What you are asked to do: Everything from the line that contains "the orange helicopter" through the final line of the records should be written out exactly, and nothing outside that span.

Material for this exercise:
##############################

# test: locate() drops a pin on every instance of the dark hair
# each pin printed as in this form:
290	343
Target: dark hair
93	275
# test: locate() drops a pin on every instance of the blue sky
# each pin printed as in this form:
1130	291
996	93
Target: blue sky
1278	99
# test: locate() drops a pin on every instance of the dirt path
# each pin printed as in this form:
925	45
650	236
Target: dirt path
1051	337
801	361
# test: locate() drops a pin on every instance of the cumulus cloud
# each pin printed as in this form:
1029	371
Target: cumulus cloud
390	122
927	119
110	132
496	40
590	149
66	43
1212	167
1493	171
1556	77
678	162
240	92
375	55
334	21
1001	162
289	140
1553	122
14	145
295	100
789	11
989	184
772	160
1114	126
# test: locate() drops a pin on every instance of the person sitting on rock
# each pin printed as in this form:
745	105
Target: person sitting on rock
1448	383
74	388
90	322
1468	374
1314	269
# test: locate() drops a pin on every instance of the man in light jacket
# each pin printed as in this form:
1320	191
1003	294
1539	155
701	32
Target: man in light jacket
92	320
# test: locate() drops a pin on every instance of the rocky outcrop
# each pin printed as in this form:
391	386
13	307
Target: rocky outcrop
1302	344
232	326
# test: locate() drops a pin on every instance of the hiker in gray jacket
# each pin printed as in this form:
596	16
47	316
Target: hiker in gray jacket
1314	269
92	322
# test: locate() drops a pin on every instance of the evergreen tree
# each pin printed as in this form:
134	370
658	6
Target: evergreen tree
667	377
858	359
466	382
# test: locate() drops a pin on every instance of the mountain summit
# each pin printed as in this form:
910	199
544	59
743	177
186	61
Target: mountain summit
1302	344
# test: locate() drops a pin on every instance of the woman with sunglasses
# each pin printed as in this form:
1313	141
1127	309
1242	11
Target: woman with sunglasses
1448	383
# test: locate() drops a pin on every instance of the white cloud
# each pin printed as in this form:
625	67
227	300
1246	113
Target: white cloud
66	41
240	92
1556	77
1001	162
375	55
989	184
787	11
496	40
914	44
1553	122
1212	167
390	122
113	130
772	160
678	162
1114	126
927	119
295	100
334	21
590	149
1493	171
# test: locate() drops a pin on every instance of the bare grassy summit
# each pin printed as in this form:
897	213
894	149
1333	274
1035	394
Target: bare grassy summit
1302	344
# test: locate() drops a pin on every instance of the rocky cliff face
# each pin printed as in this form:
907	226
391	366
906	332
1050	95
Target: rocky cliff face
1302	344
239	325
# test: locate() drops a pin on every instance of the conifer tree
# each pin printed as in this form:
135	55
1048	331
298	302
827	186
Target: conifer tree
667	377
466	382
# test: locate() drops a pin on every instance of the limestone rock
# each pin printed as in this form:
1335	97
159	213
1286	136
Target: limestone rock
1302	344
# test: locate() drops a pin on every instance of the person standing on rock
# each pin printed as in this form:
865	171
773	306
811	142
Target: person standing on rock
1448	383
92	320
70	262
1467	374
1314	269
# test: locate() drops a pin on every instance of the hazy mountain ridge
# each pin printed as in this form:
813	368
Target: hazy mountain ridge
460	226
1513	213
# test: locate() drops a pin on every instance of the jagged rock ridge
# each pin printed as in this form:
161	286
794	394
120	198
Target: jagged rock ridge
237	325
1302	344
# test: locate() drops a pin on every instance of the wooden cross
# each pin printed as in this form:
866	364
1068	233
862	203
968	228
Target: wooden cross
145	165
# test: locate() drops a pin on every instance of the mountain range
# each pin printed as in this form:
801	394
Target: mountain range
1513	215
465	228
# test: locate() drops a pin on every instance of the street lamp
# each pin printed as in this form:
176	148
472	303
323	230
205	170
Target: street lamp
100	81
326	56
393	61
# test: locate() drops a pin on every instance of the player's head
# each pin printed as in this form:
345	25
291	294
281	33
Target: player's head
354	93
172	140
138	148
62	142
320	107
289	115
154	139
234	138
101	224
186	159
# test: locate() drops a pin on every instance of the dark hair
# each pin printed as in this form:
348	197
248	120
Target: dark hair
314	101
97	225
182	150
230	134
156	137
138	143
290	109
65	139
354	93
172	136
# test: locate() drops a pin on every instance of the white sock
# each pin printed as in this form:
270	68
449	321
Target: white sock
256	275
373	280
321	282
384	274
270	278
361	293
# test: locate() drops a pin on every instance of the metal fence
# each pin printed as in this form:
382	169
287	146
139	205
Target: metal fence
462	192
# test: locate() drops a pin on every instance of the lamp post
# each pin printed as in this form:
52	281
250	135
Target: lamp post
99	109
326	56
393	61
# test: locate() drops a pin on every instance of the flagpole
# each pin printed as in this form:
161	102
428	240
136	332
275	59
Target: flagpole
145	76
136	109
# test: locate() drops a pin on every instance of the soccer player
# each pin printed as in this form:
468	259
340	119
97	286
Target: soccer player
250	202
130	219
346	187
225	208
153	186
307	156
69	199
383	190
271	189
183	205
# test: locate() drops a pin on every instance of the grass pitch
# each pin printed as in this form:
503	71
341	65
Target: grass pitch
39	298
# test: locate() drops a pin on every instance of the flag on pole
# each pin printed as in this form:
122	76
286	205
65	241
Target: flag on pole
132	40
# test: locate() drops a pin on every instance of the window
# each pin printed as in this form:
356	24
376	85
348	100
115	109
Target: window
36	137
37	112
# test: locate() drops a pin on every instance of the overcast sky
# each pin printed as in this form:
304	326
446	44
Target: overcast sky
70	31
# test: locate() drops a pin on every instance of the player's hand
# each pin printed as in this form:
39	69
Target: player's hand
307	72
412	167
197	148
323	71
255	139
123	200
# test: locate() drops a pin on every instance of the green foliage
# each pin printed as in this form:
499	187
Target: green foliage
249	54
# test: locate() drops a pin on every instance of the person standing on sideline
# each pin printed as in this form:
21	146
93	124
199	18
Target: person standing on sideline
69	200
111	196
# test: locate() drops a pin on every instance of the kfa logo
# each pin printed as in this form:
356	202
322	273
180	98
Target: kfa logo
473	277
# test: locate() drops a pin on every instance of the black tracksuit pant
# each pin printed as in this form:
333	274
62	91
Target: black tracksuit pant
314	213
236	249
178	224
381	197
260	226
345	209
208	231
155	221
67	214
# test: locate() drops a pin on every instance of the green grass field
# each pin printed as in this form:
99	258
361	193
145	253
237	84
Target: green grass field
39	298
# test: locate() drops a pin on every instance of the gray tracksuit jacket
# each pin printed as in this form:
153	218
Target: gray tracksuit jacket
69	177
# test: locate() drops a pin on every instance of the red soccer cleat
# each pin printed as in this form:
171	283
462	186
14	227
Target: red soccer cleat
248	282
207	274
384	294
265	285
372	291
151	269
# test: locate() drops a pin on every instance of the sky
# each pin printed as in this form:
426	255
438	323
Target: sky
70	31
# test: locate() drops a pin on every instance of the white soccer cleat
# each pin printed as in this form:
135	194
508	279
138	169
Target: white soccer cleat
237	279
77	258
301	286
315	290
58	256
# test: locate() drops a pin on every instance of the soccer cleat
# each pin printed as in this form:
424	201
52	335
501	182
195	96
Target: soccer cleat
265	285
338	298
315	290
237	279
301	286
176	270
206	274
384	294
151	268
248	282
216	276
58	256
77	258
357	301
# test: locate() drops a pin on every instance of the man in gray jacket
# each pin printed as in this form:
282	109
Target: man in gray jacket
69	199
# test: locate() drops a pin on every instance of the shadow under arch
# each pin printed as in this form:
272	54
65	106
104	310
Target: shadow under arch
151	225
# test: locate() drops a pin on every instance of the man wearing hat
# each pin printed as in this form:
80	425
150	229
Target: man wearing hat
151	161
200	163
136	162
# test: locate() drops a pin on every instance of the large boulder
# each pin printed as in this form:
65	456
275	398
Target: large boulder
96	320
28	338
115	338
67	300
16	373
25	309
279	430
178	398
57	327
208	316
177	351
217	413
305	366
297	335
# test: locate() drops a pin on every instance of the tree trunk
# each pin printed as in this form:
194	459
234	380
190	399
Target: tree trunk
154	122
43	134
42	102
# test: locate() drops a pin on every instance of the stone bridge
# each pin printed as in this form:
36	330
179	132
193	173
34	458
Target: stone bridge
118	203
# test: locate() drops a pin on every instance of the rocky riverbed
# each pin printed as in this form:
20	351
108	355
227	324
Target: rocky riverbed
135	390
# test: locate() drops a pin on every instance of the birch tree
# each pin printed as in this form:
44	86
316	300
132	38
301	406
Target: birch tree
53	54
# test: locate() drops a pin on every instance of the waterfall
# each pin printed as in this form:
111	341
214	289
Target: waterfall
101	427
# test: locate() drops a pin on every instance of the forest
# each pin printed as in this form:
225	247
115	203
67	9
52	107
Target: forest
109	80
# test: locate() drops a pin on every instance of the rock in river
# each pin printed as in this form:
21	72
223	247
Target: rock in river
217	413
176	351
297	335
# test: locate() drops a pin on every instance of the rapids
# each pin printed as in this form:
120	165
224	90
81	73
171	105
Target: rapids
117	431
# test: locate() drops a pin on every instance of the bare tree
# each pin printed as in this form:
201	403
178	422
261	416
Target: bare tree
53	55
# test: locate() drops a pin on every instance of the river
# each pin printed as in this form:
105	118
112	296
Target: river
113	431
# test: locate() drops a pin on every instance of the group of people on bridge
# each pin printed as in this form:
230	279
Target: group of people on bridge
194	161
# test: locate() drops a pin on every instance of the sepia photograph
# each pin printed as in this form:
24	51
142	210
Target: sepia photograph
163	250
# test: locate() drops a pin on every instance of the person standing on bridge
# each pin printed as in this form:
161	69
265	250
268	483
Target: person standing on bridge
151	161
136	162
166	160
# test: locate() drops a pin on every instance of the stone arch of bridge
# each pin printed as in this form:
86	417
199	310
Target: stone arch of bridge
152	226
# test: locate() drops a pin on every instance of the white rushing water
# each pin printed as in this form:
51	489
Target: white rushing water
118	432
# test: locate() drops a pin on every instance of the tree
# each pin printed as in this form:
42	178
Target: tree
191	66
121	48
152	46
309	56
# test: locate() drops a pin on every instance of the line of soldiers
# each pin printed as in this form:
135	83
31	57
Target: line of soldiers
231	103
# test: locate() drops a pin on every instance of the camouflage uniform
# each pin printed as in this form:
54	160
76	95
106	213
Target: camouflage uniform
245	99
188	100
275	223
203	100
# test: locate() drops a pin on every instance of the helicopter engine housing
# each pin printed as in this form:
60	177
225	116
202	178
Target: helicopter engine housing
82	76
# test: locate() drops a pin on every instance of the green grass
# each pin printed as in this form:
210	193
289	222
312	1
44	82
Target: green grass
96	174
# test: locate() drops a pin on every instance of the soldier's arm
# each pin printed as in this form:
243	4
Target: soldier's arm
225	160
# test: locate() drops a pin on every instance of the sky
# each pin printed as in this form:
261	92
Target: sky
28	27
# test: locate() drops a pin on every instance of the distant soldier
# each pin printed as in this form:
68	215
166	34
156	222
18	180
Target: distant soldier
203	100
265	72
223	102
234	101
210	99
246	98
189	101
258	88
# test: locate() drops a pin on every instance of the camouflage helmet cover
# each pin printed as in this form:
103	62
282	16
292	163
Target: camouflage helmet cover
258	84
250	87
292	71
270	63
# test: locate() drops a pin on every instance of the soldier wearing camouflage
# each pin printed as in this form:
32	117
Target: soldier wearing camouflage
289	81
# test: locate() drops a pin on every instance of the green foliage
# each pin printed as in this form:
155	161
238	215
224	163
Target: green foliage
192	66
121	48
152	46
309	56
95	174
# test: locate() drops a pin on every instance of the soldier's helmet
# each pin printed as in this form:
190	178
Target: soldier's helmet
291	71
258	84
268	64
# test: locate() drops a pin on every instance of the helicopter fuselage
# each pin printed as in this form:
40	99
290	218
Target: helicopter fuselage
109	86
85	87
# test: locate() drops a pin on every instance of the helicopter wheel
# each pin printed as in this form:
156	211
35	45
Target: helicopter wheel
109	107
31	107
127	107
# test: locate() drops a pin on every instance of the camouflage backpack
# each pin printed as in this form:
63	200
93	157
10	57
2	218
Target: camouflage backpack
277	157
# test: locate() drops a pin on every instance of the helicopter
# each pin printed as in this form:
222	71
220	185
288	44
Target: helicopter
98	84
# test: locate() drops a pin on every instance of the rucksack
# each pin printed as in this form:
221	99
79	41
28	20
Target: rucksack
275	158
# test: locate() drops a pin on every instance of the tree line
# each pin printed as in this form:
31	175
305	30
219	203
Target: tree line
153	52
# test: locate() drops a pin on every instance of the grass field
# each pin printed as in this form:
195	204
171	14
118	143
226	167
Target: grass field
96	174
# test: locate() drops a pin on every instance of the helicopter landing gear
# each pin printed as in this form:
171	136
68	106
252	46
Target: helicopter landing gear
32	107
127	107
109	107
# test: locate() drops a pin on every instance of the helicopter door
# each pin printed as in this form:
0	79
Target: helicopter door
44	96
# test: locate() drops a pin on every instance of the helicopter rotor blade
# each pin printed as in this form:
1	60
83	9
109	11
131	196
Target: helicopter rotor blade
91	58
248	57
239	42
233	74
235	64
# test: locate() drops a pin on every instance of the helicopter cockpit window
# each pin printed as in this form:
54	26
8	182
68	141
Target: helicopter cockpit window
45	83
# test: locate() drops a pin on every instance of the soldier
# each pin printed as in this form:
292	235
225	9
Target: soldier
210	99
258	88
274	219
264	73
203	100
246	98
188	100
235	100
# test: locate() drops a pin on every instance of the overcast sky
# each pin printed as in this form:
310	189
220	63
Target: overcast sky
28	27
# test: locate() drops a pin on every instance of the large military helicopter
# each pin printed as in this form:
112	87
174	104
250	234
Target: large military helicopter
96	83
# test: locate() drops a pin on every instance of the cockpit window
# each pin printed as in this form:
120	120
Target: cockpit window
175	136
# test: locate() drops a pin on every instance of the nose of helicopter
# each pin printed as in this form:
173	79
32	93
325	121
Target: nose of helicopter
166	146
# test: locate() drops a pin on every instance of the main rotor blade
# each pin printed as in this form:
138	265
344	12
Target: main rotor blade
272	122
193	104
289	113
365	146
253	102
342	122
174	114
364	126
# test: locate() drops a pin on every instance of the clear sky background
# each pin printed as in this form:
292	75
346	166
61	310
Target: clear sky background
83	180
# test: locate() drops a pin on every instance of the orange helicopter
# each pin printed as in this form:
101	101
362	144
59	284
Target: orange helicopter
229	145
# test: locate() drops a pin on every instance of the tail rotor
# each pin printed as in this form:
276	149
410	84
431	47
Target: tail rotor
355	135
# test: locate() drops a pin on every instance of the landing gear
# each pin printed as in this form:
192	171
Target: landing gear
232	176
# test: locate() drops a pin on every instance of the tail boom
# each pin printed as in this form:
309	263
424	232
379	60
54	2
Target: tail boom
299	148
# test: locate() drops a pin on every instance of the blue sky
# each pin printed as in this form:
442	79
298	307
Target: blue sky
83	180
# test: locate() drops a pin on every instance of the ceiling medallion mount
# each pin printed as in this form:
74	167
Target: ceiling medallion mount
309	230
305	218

##############################

Task solution:
# test: locate() drops a pin on every instance of the orange helicopter
# each pin printed as in this form:
101	101
362	144
59	284
Target: orange helicopter
229	145
# test: locate() drops a pin on every instance of the tail rotor
# each pin printed as in this form:
276	149
410	84
431	47
Target: tail rotor
355	135
# test: locate() drops a pin on every instance of the landing gear
# each pin printed as in this form:
192	171
Target: landing gear
232	176
# test: locate() drops a pin on every instance of the tail boom
# each pin printed as in this form:
309	263
424	232
379	60
54	2
Target: tail boom
299	148
# test: locate() drops a pin on every instance of the blue sky
# each pin printed as in this form:
442	79
298	307
Target: blue sky
83	180
# test: locate() drops a pin on every instance of the ceiling medallion mount
# each pin printed as in this form:
74	167
Target: ceiling medallion mount
309	230
305	218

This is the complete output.